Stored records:
····················

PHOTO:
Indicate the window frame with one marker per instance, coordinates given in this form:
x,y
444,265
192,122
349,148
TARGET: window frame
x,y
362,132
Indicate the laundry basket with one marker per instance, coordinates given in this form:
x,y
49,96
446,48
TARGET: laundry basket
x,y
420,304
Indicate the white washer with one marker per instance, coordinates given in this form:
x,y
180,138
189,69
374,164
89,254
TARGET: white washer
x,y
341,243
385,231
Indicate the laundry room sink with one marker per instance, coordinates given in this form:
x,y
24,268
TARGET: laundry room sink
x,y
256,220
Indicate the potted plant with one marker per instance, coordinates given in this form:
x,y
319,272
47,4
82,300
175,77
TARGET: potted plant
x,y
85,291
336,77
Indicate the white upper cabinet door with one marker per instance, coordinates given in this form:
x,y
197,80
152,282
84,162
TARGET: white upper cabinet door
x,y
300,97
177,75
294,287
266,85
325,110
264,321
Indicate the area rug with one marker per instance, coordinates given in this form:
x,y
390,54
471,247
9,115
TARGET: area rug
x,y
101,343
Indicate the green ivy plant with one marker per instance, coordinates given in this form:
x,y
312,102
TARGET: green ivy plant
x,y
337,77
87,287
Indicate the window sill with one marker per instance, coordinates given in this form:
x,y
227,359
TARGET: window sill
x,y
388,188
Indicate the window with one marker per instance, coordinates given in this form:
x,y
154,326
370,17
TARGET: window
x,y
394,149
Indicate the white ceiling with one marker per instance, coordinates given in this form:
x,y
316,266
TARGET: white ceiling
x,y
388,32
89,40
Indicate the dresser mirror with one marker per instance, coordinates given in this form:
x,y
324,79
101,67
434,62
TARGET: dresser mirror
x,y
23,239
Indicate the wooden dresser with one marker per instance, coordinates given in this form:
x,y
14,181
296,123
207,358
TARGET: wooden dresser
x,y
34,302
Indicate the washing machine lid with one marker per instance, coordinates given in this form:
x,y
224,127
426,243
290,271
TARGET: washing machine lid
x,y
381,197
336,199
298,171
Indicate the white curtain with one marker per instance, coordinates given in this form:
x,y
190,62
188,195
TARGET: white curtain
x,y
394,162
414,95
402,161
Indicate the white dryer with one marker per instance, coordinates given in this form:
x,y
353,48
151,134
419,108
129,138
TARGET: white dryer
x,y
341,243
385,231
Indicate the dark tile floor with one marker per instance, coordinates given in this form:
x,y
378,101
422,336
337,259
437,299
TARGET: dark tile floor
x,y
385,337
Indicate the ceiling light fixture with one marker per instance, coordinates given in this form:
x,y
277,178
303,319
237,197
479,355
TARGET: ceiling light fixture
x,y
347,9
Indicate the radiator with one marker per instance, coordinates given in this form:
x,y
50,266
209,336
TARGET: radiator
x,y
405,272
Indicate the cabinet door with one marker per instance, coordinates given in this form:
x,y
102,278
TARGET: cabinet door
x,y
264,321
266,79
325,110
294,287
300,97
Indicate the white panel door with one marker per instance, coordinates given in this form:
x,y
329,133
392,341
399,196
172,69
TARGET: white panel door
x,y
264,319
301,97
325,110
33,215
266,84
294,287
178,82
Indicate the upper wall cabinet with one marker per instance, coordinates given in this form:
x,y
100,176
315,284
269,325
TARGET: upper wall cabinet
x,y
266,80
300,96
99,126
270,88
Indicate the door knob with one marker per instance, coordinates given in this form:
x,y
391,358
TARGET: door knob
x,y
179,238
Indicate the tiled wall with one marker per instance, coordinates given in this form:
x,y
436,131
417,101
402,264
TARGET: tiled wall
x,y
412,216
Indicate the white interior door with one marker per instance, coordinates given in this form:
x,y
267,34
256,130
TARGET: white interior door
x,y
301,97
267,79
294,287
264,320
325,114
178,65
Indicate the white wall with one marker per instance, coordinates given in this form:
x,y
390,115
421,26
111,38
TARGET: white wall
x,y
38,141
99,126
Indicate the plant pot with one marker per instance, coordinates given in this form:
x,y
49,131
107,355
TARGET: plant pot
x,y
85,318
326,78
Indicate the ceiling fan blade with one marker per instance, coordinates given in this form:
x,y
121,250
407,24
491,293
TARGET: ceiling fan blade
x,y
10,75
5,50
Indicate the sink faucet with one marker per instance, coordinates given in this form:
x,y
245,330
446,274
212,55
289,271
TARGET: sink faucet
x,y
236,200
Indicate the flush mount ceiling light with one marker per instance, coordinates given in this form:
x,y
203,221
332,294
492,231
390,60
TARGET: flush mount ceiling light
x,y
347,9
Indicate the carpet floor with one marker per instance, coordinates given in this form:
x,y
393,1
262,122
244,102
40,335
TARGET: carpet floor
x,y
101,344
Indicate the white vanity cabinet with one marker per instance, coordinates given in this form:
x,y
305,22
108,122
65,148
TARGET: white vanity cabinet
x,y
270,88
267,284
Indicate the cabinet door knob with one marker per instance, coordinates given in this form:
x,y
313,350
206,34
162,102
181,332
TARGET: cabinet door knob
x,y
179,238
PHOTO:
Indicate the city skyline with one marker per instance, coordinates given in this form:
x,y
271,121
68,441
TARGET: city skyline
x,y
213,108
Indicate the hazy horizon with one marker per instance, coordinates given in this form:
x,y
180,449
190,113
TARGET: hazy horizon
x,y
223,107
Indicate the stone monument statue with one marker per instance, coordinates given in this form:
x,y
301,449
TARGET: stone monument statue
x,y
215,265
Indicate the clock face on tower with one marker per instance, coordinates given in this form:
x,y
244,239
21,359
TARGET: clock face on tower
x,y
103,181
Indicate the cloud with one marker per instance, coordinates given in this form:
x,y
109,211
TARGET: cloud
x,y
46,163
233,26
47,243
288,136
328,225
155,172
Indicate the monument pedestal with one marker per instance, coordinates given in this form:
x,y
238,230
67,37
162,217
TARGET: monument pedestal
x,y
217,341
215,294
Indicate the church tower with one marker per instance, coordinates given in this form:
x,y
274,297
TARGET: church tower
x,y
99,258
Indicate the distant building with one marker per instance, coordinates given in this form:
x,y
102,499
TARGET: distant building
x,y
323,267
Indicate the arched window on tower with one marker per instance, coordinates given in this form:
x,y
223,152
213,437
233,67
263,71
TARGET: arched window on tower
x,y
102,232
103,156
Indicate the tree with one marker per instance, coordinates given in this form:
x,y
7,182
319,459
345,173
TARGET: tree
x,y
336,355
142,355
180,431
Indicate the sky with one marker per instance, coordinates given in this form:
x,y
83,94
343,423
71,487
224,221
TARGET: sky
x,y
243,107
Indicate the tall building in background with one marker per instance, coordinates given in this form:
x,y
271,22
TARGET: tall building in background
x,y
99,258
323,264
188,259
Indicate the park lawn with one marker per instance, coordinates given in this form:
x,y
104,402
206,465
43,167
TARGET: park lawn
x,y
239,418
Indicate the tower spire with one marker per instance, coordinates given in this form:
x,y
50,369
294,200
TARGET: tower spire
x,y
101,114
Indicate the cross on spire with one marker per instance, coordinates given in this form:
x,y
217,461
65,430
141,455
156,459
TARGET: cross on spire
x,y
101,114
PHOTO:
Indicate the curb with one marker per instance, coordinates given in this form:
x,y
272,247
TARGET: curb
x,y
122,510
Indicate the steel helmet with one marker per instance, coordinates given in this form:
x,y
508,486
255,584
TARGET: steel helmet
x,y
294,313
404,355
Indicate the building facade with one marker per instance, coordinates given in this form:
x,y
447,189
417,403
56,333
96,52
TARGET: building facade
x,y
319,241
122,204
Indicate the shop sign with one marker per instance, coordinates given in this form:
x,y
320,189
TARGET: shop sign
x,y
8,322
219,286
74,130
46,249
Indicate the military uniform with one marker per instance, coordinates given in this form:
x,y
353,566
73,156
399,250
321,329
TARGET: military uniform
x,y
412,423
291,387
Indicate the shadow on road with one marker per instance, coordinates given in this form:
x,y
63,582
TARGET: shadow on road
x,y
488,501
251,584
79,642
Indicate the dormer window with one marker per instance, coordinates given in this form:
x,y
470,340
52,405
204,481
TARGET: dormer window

····················

**Work to do**
Copy the items from the line containing "Indicate the tall" through the end, replacing each "marker" with "point" and leaving everything else the same.

**Reply to the exercise**
Indicate the tall building in background with one point per instance, coordinates given in this form:
x,y
271,22
TARGET: tall building in background
x,y
99,258
323,264
188,259
Indicate the park lawn with one point per instance, coordinates given in this form:
x,y
104,402
206,465
43,167
TARGET: park lawn
x,y
239,418
Indicate the tower spire with one point per instance, coordinates given in this form:
x,y
50,369
294,200
TARGET: tower spire
x,y
101,114
Indicate the cross on spire with one point per instance, coordinates given in this form:
x,y
217,461
65,430
141,455
156,459
TARGET: cross on spire
x,y
101,114
PHOTO:
Indicate the curb with one point per instance, coordinates given in this form:
x,y
272,247
TARGET: curb
x,y
122,510
Indicate the steel helmet with one point per instance, coordinates given in this form:
x,y
508,486
255,584
TARGET: steel helmet
x,y
294,313
404,355
Indicate the building facade with one point per instance, coordinates given in this form:
x,y
447,189
417,403
56,333
96,52
TARGET: building facade
x,y
319,241
122,204
Indicate the shop sign with one point per instance, coordinates given in this form:
x,y
320,189
TARGET: shop sign
x,y
8,322
219,286
74,130
46,249
Indicate the military uniform with one point per instance, coordinates given in this form:
x,y
353,566
73,156
399,250
321,329
TARGET: military uniform
x,y
412,423
291,387
Indicate the shadow on road with one point per instance, coordinates given in this form:
x,y
63,582
TARGET: shadow on road
x,y
488,501
251,584
79,642
Indicate the dormer window with one point per instance, coordinates given in this form:
x,y
470,340
52,405
204,481
TARGET: dormer window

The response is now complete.